[Requirements]
Copy out the data listing below, substituting "Result" for each "Report" and changing nothing else.

(Data listing)
****************************************

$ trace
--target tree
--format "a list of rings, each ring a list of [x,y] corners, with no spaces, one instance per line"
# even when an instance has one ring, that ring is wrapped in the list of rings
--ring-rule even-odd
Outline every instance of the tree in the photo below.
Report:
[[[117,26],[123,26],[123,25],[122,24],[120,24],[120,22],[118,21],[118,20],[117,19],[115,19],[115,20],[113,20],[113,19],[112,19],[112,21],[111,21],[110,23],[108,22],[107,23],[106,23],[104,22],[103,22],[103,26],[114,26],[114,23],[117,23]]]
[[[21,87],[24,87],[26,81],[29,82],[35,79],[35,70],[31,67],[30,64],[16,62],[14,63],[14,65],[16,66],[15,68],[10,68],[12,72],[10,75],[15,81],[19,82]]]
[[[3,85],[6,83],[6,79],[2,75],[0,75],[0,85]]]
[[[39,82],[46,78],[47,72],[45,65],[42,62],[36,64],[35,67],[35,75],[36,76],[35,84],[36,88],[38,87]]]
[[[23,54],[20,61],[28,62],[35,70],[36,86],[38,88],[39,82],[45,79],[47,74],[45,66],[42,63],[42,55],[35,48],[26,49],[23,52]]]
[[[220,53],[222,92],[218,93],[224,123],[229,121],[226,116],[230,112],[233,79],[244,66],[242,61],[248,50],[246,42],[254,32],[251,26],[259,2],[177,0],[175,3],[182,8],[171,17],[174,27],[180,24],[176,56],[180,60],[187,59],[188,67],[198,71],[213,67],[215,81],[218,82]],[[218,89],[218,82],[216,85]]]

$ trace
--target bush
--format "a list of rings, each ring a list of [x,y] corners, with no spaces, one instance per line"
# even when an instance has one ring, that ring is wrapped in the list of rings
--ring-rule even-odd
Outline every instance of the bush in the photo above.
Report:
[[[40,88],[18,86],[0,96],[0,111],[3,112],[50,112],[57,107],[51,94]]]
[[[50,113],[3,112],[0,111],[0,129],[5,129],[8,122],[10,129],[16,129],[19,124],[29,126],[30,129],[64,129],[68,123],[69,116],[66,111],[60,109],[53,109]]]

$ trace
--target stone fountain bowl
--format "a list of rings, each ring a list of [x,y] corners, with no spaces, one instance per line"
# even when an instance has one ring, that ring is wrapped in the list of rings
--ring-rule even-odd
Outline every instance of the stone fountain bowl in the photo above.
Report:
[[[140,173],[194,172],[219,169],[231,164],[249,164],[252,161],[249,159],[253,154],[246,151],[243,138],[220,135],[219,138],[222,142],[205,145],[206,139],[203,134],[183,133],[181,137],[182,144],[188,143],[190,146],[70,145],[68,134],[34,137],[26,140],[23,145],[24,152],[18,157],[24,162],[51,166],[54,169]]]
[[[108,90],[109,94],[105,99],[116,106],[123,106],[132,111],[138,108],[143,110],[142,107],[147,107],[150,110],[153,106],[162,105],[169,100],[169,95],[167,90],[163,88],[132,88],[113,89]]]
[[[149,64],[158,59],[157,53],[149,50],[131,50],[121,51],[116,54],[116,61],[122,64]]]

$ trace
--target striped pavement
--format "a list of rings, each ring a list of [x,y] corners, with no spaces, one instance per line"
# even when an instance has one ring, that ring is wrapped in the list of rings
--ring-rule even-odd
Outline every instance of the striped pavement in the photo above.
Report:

****************************************

[Task output]
$ trace
--target tree
--format "a list of rings, each ring a list of [x,y] corners, with no spaces, one instance per line"
# even when an instance has one ring, that ring is wrapped in the list of rings
--ring-rule even-odd
Outline every instance of the tree in the photo below.
Result:
[[[117,26],[123,26],[123,25],[122,24],[120,24],[120,22],[118,21],[118,20],[117,19],[115,19],[115,20],[113,20],[113,19],[112,19],[112,21],[111,21],[110,23],[108,22],[107,23],[106,23],[104,22],[103,22],[103,26],[114,26],[114,23],[117,23]]]
[[[21,87],[24,87],[26,81],[29,82],[35,79],[35,70],[31,67],[30,64],[16,62],[14,63],[14,65],[16,66],[15,68],[10,68],[12,72],[10,75],[15,81],[19,82]]]
[[[3,85],[6,83],[6,79],[2,75],[0,75],[0,85]]]
[[[39,82],[46,78],[47,72],[45,65],[42,62],[36,64],[35,67],[35,75],[36,76],[35,84],[36,88],[38,87]]]
[[[23,54],[20,61],[28,62],[35,70],[36,86],[38,88],[39,82],[45,79],[47,74],[45,66],[42,63],[42,55],[35,48],[26,49],[23,52]]]
[[[220,53],[222,92],[218,93],[224,123],[229,121],[226,116],[230,112],[233,79],[244,66],[242,61],[248,50],[246,42],[254,32],[251,26],[259,2],[177,0],[175,3],[182,8],[171,17],[174,27],[180,24],[176,56],[180,60],[187,59],[188,67],[198,71],[213,67],[215,81],[218,82]],[[218,89],[218,82],[216,85]]]

$ trace
--target bush
--format "a list of rings, each ring a list of [x,y] corners, with no spaces, one instance per line"
# even when an instance has one ring, that ring is wrapped in the list of rings
--ring-rule even-odd
Outline every instance of the bush in the photo above.
Result:
[[[40,88],[18,86],[0,96],[0,111],[3,112],[50,112],[57,107],[51,94]]]
[[[50,113],[3,112],[0,111],[0,129],[5,129],[8,122],[10,129],[16,129],[19,124],[29,126],[30,129],[64,129],[68,123],[69,116],[66,111],[60,109],[53,109]]]

$ trace
--target stone fountain bowl
--format "a list of rings, each ring a list of [x,y] corners, with no spaces, one instance per line"
# even when an instance has one ring, that ring is wrapped in the list of rings
--ring-rule even-odd
Outline every instance of the stone fountain bowl in the photo above.
Result:
[[[140,173],[194,172],[219,169],[231,164],[249,164],[252,161],[249,159],[253,154],[246,151],[243,138],[220,135],[219,138],[222,142],[205,145],[206,139],[203,134],[183,133],[181,137],[182,144],[188,143],[190,146],[70,145],[68,134],[34,137],[26,140],[23,145],[24,152],[18,157],[24,162],[51,166],[54,169]]]
[[[108,90],[109,94],[105,99],[116,106],[123,106],[132,111],[138,108],[143,110],[142,107],[147,107],[150,110],[153,106],[162,105],[169,100],[169,95],[167,90],[163,88],[132,88],[113,89]]]
[[[149,64],[158,59],[157,53],[149,50],[131,50],[121,51],[116,54],[116,61],[122,64]]]

$ trace
--target striped pavement
--format "a list of rings, each ring a list of [x,y] corners, with no spaces, one instance per line"
# even when an instance has one ring, that ring is wrapped in the list of rings
--ring-rule even-odd
Outline every instance of the striped pavement in the photo above.
Result:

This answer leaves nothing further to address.